# [DOCUMENT EXTRACT]
Segment Open

Two early cancer detection programs boosted by renewed NCI grants

Lab worker looks at sample
Credit: CDC

The National Cancer Institute has renewed funding for two collaborative programs through which UCLA Jonsson Comprehensive Cancer Center researchers are developing new biomarkers for earlier detection and more effective treatment of cancers.

Identifying risky lung nodules

The Boston University-UCLA Lung Cancer Biomarker Characterization Center seeks to resolve a clinical dilemma posed when indeterminate pulmonary nodules of intermediate risk are detected, either incidentally or in screening with chest CT. A small minority of these intermediate-risk nodules will be cancerous, but accurate diagnosis requires invasive tissue sampling, which is costly and potentially risky. New early detection strategies are needed.  

The UCLA team will be led by Dr. William Hsu, Associate Professor in the Department of Radiological Sciences, Bioinformatics, and Bioengineering and Dr. Steve Dubinett, Professor of Medicine, and Director of the UCLA Clinical and Translational Science Institute.

“Minimally invasive approaches that could accurately reclassify intermediate-risk patients to either low- or high-risk categories would reduce uncertainty and transform our approach to diagnosis. Our team is developing and evaluating minimally invasive biomarkers and advanced imaging analysis for  a more accurate diagnosis,” said Dr. Steve Dubinett.  

The NCI, part of the National Institutes of Health, announced renewed funding of more than  $2.8M over the next five years. Drs. Hsu and Dubinett will be joined in leading this Early Detection Research Network program by their Boston University collaborators, Drs. Marc Lenburg and Jennifer Beane.

Identifying aggressive prostate cancers

The Virginia-UCLA-Toronto Biomarker Characterization Center targets the most pressing problem in prostate cancer: early identification of men with aggressive prostate cancer who will benefit from active treatment. Most prostate cancers are relatively indolent when first diagnosed, but a subset are highly aggressive. Distinguishing indolent from aggressive cancer has the potential to both reduce over-treatment and increase cure rates.

“We’re focused on analyzing the urine of patients with prostate cancer to non-invasively detect specific proteins that characterize aggressive prostate cancers,” said Paul Boutros, director of the UCLA Jonsson Comprehensive Cancer Center’s Cancer Data Science program and a professor in the departments of human genetics and urology at the David Geffen School of Medicine at UCLA.

Boutros said the team’s goal is to develop clinically robust assays incorporating the new biomarkers, providing early identification of men at risk for prostate cancer grade progression and improved risk stratification for them.

The NCI renewed funding in the amount of $3.6M over the next five years. Dr. Boutros will be joined in leading this Early Detection Research program by long-term collaborators O. John Semmes at Eastern Virginia Medical School and Thomas Kislinger at the University of Toronto.

Segment Closed

Rewrite the part of the article on the renewed NCI grants starting with "The NCI, part" and going on through "and Jennifer Beane.", putting "partners" in place of "collaborators". The entries that follow are separate material with no connection to the cancer grant article.

# [RECORDS SHOWN]
Segment Open

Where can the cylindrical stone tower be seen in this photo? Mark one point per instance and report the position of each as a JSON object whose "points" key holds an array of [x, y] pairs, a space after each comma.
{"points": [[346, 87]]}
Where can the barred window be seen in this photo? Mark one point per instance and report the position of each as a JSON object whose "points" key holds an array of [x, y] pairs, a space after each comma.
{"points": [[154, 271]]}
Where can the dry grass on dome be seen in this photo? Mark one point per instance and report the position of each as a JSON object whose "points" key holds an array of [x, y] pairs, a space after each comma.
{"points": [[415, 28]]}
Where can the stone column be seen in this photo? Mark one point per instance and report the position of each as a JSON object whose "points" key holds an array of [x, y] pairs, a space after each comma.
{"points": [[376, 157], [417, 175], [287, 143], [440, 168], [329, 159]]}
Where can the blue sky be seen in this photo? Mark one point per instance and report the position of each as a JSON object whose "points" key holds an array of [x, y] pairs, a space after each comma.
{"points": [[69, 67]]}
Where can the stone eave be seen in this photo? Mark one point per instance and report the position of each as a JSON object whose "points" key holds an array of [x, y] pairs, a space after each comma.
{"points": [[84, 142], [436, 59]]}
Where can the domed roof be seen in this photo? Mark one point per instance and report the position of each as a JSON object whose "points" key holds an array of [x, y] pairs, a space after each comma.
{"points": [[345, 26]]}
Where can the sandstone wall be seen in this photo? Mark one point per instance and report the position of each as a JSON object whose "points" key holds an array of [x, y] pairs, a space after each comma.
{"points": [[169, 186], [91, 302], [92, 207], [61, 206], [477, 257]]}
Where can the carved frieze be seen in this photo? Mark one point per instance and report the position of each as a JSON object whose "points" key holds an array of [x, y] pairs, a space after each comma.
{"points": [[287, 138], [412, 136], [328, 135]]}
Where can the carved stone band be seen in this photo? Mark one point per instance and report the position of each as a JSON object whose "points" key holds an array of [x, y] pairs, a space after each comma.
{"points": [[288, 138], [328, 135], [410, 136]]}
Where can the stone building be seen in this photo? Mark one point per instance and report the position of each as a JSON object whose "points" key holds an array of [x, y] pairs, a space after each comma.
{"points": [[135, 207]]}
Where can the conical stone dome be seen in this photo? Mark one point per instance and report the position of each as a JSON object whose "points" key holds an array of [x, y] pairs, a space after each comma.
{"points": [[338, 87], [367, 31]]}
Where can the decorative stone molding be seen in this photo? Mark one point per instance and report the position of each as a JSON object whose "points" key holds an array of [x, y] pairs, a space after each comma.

Segment Closed

# [SOLUTION TO THE EXERCISE]
The NCI, part of the National Institutes of Health, announced renewed funding of more than  $2.8M over the next five years. Drs. Hsu and Dubinett will be joined in leading this Early Detection Research Network program by their Boston University partners, Drs. Marc Lenburg and Jennifer Beane.